THE PROBLEM = Could you rewrite everything from the start of the rows below down to and including the line containing "xmin=570 ymin=242 xmax=646 ymax=294", requests included, with each box coordinate in the answers multiplied by 0.5 and rounded to a whole number, halves rounding up? Keep the requests and their format samples unchanged, and leave the pictures out.

== DATA EXTRACT ==

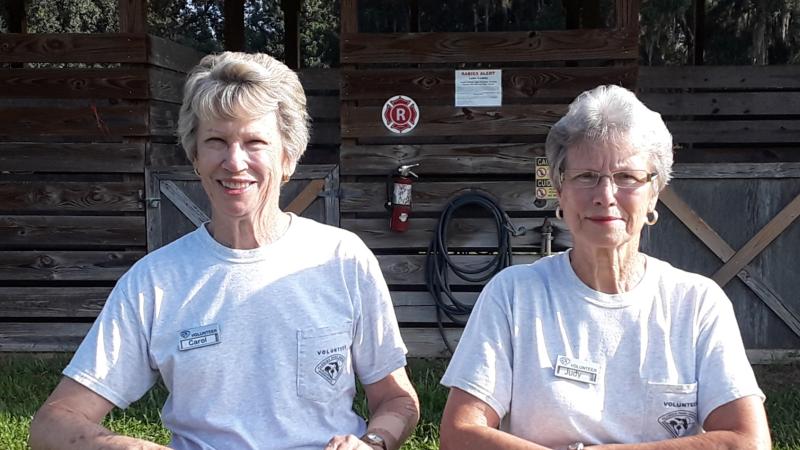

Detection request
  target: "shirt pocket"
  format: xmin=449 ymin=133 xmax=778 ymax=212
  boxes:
xmin=297 ymin=323 xmax=353 ymax=403
xmin=642 ymin=382 xmax=701 ymax=441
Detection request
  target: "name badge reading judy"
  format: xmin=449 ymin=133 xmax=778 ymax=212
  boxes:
xmin=178 ymin=323 xmax=222 ymax=350
xmin=555 ymin=355 xmax=600 ymax=384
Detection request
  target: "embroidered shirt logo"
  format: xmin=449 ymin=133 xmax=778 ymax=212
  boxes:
xmin=314 ymin=353 xmax=345 ymax=385
xmin=178 ymin=323 xmax=222 ymax=351
xmin=658 ymin=409 xmax=697 ymax=438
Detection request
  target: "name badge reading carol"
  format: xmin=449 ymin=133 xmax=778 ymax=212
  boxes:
xmin=178 ymin=323 xmax=222 ymax=351
xmin=555 ymin=355 xmax=600 ymax=384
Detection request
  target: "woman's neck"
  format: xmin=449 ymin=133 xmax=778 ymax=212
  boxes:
xmin=208 ymin=210 xmax=292 ymax=250
xmin=570 ymin=242 xmax=646 ymax=294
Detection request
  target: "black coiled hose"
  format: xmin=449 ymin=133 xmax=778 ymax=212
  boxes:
xmin=425 ymin=190 xmax=526 ymax=354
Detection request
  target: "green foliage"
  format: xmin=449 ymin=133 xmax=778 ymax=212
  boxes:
xmin=26 ymin=0 xmax=119 ymax=33
xmin=300 ymin=0 xmax=340 ymax=67
xmin=147 ymin=0 xmax=223 ymax=53
xmin=639 ymin=0 xmax=694 ymax=66
xmin=640 ymin=0 xmax=800 ymax=65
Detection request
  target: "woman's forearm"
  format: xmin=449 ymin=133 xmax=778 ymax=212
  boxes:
xmin=440 ymin=425 xmax=549 ymax=450
xmin=29 ymin=406 xmax=168 ymax=450
xmin=368 ymin=397 xmax=419 ymax=450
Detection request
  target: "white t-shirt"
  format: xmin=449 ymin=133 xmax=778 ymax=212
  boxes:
xmin=442 ymin=252 xmax=763 ymax=446
xmin=64 ymin=216 xmax=406 ymax=450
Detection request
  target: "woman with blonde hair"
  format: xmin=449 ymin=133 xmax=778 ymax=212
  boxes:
xmin=30 ymin=52 xmax=419 ymax=450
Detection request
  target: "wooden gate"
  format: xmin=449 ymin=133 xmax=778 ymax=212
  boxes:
xmin=640 ymin=66 xmax=800 ymax=362
xmin=146 ymin=164 xmax=339 ymax=252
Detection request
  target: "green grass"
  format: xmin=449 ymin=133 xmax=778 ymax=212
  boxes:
xmin=0 ymin=355 xmax=800 ymax=450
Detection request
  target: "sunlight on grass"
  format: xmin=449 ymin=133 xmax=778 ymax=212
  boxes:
xmin=0 ymin=355 xmax=800 ymax=450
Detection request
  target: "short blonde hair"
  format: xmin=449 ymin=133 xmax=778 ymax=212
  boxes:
xmin=177 ymin=52 xmax=310 ymax=165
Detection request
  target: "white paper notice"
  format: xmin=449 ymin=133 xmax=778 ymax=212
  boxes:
xmin=456 ymin=69 xmax=503 ymax=107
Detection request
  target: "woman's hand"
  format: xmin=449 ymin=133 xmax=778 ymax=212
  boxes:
xmin=325 ymin=434 xmax=377 ymax=450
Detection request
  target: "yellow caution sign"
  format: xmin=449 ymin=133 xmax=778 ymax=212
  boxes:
xmin=534 ymin=157 xmax=558 ymax=200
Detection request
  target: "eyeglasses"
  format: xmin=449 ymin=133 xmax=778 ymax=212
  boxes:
xmin=561 ymin=169 xmax=658 ymax=189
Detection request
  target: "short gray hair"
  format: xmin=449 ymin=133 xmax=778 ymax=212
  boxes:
xmin=178 ymin=52 xmax=309 ymax=164
xmin=545 ymin=85 xmax=672 ymax=192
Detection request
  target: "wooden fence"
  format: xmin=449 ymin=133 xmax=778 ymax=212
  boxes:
xmin=340 ymin=0 xmax=638 ymax=356
xmin=0 ymin=33 xmax=201 ymax=351
xmin=639 ymin=66 xmax=800 ymax=360
xmin=0 ymin=33 xmax=800 ymax=361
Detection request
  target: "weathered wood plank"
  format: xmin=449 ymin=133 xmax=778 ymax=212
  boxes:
xmin=0 ymin=67 xmax=147 ymax=99
xmin=659 ymin=187 xmax=800 ymax=336
xmin=0 ymin=322 xmax=92 ymax=352
xmin=672 ymin=162 xmax=800 ymax=178
xmin=342 ymin=104 xmax=567 ymax=139
xmin=667 ymin=120 xmax=800 ymax=144
xmin=341 ymin=66 xmax=637 ymax=104
xmin=400 ymin=328 xmax=463 ymax=358
xmin=711 ymin=195 xmax=800 ymax=286
xmin=0 ymin=142 xmax=145 ymax=173
xmin=341 ymin=30 xmax=638 ymax=64
xmin=341 ymin=217 xmax=572 ymax=251
xmin=159 ymin=180 xmax=210 ymax=227
xmin=146 ymin=34 xmax=205 ymax=73
xmin=340 ymin=143 xmax=544 ymax=176
xmin=307 ymin=95 xmax=341 ymax=119
xmin=0 ymin=103 xmax=147 ymax=140
xmin=145 ymin=142 xmax=191 ymax=167
xmin=0 ymin=286 xmax=111 ymax=318
xmin=340 ymin=179 xmax=536 ymax=213
xmin=639 ymin=65 xmax=800 ymax=91
xmin=0 ymin=33 xmax=147 ymax=64
xmin=0 ymin=215 xmax=147 ymax=249
xmin=147 ymin=67 xmax=186 ymax=104
xmin=640 ymin=92 xmax=800 ymax=116
xmin=284 ymin=179 xmax=325 ymax=216
xmin=0 ymin=179 xmax=144 ymax=212
xmin=0 ymin=251 xmax=145 ymax=281
xmin=149 ymin=101 xmax=181 ymax=138
xmin=745 ymin=349 xmax=800 ymax=364
xmin=309 ymin=122 xmax=341 ymax=145
xmin=297 ymin=68 xmax=340 ymax=92
xmin=377 ymin=254 xmax=539 ymax=286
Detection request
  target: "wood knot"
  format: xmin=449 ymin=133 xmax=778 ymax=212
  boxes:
xmin=36 ymin=255 xmax=56 ymax=267
xmin=69 ymin=78 xmax=89 ymax=91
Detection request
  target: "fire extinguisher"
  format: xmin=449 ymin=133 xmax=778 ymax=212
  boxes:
xmin=386 ymin=164 xmax=419 ymax=233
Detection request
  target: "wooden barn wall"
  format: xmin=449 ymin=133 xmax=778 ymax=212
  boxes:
xmin=0 ymin=33 xmax=200 ymax=351
xmin=639 ymin=66 xmax=800 ymax=354
xmin=340 ymin=1 xmax=638 ymax=356
xmin=0 ymin=35 xmax=800 ymax=359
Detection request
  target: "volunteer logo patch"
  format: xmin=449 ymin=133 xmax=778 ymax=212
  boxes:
xmin=315 ymin=353 xmax=345 ymax=386
xmin=658 ymin=409 xmax=697 ymax=438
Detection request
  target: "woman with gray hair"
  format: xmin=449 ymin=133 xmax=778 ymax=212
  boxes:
xmin=30 ymin=52 xmax=419 ymax=450
xmin=441 ymin=86 xmax=771 ymax=450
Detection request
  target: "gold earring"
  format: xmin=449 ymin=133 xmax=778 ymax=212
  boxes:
xmin=644 ymin=209 xmax=658 ymax=225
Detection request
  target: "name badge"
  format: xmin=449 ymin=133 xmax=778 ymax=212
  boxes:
xmin=555 ymin=355 xmax=600 ymax=384
xmin=178 ymin=323 xmax=222 ymax=351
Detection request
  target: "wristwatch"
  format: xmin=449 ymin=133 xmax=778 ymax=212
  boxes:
xmin=361 ymin=433 xmax=386 ymax=450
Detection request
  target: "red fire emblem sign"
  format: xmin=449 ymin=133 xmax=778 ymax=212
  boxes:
xmin=381 ymin=95 xmax=419 ymax=134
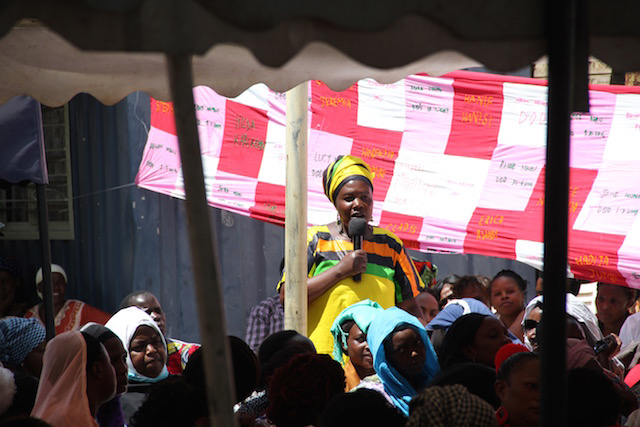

===

ANSWER TO THIS PROBLEM =
Detection request
  target: "shirt pocket"
  format: xmin=449 ymin=133 xmax=778 ymax=212
  boxes:
xmin=149 ymin=162 xmax=177 ymax=202
xmin=321 ymin=191 xmax=351 ymax=221
Detection request
  target: "name badge reading judy"
  format: xmin=449 ymin=133 xmax=778 ymax=212
  boxes:
xmin=89 ymin=162 xmax=111 ymax=175
xmin=278 ymin=178 xmax=300 ymax=192
Detection request
  target: "embroidered shirt logo"
  format: xmin=449 ymin=133 xmax=778 ymax=212
  boxes:
xmin=157 ymin=177 xmax=173 ymax=193
xmin=89 ymin=162 xmax=111 ymax=176
xmin=329 ymin=205 xmax=349 ymax=219
Detection request
  target: "name badge reading carol"
  format: xmin=449 ymin=133 xmax=778 ymax=212
  boxes:
xmin=89 ymin=162 xmax=111 ymax=176
xmin=278 ymin=178 xmax=300 ymax=192
Detection request
  target: "woman's neck"
  format: xmin=449 ymin=133 xmax=778 ymax=212
  boxes:
xmin=104 ymin=105 xmax=146 ymax=125
xmin=285 ymin=121 xmax=323 ymax=147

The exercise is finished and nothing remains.